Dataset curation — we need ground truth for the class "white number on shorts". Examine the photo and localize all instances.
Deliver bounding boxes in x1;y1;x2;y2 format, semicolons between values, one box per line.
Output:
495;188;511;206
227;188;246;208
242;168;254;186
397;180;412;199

▸ **EXERCISE AIM**:
Render every line of the records above as a JSON list of strings, one string per line, and leave out any blank lines.

▸ **FINISHED TASK**:
[
  "Dataset curation — we need ground truth for the class \"white number on shorts\". Examine the photo and localize all instances.",
  "Deliver bounding boxes in x1;y1;x2;y2 format, semicolons between values, one box per line.",
  "Output:",
  "495;188;511;206",
  "227;188;246;208",
  "242;168;254;186",
  "397;180;412;199"
]